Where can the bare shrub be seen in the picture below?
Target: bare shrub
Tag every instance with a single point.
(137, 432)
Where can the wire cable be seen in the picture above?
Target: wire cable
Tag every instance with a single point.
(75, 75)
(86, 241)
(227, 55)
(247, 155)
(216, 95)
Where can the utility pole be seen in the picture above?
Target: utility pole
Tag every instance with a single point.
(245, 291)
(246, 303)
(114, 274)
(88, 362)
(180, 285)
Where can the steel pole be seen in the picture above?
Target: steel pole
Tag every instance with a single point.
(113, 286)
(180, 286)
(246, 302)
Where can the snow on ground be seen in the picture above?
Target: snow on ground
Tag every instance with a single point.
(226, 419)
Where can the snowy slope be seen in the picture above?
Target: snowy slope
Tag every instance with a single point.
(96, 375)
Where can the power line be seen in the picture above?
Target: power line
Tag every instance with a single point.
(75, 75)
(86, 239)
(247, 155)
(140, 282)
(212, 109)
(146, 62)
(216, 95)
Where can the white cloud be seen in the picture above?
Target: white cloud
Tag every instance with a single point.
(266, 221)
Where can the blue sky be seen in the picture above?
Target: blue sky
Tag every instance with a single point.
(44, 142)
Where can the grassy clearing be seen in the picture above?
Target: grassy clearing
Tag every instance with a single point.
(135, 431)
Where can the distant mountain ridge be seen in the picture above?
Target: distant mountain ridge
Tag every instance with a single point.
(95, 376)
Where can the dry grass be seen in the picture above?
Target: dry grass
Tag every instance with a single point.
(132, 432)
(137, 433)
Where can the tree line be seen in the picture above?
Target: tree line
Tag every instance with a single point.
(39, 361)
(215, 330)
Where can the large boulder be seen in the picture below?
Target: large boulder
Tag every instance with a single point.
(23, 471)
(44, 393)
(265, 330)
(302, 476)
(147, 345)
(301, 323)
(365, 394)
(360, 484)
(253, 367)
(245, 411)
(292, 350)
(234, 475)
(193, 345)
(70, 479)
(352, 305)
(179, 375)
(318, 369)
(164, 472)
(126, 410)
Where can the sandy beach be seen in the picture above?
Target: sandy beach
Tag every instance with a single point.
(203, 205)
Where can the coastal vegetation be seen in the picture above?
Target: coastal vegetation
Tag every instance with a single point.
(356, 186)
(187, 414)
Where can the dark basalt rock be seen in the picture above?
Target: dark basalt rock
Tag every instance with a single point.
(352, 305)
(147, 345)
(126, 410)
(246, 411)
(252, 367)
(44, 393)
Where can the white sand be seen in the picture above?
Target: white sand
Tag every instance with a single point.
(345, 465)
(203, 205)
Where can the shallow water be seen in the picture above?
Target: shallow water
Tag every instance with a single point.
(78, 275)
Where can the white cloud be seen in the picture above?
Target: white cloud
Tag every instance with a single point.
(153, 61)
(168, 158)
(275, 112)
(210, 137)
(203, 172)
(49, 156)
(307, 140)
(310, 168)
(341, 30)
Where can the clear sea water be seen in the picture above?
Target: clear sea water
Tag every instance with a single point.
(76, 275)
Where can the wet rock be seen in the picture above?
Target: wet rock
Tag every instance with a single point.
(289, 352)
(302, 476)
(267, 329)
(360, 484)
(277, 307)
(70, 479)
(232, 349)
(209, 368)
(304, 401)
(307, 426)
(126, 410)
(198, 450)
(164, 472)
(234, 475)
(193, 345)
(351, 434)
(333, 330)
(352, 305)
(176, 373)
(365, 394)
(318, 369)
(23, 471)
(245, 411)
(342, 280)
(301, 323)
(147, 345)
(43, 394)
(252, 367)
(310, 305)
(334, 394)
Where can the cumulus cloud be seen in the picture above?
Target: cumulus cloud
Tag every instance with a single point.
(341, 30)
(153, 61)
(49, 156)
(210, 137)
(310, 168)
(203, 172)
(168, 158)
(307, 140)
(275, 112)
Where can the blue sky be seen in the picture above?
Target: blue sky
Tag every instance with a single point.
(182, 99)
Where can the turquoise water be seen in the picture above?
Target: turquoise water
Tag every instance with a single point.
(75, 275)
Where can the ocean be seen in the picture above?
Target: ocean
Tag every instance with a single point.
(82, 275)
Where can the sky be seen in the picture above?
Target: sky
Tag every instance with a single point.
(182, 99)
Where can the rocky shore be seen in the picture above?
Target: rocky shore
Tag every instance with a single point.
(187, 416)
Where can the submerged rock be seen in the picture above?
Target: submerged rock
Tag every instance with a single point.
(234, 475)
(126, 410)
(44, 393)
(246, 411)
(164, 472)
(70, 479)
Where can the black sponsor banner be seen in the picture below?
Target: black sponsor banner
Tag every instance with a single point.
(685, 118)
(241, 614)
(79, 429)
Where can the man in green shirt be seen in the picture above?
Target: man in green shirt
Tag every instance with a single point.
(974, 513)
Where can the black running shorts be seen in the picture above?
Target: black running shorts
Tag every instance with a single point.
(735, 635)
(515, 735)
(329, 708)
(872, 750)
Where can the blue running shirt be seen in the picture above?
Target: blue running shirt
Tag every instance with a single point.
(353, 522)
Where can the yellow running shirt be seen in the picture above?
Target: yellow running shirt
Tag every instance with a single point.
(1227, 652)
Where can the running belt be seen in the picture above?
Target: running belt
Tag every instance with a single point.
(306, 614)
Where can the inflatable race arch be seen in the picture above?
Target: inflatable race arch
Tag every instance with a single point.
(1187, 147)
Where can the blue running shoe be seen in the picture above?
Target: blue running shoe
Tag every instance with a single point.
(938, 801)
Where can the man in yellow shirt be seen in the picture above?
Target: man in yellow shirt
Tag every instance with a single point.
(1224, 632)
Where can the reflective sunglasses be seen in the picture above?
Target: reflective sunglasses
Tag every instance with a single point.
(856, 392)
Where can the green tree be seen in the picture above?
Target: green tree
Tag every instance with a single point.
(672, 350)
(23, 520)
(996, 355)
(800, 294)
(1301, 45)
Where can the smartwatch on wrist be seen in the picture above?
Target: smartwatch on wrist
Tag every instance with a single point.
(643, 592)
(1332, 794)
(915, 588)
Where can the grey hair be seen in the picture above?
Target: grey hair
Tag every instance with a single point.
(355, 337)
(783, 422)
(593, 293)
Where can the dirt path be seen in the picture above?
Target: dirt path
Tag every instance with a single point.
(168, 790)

——

* STATED TASK *
Copy the stretch from the line containing "Where can the dirt" through the end of the material, including the lines without points. Shift each point coordinate in it by adding -103 to both numbers.

* TASK ANSWER *
Where can the dirt path be seen in the picture above?
Target: dirt path
Tag every instance with a single point.
(65, 687)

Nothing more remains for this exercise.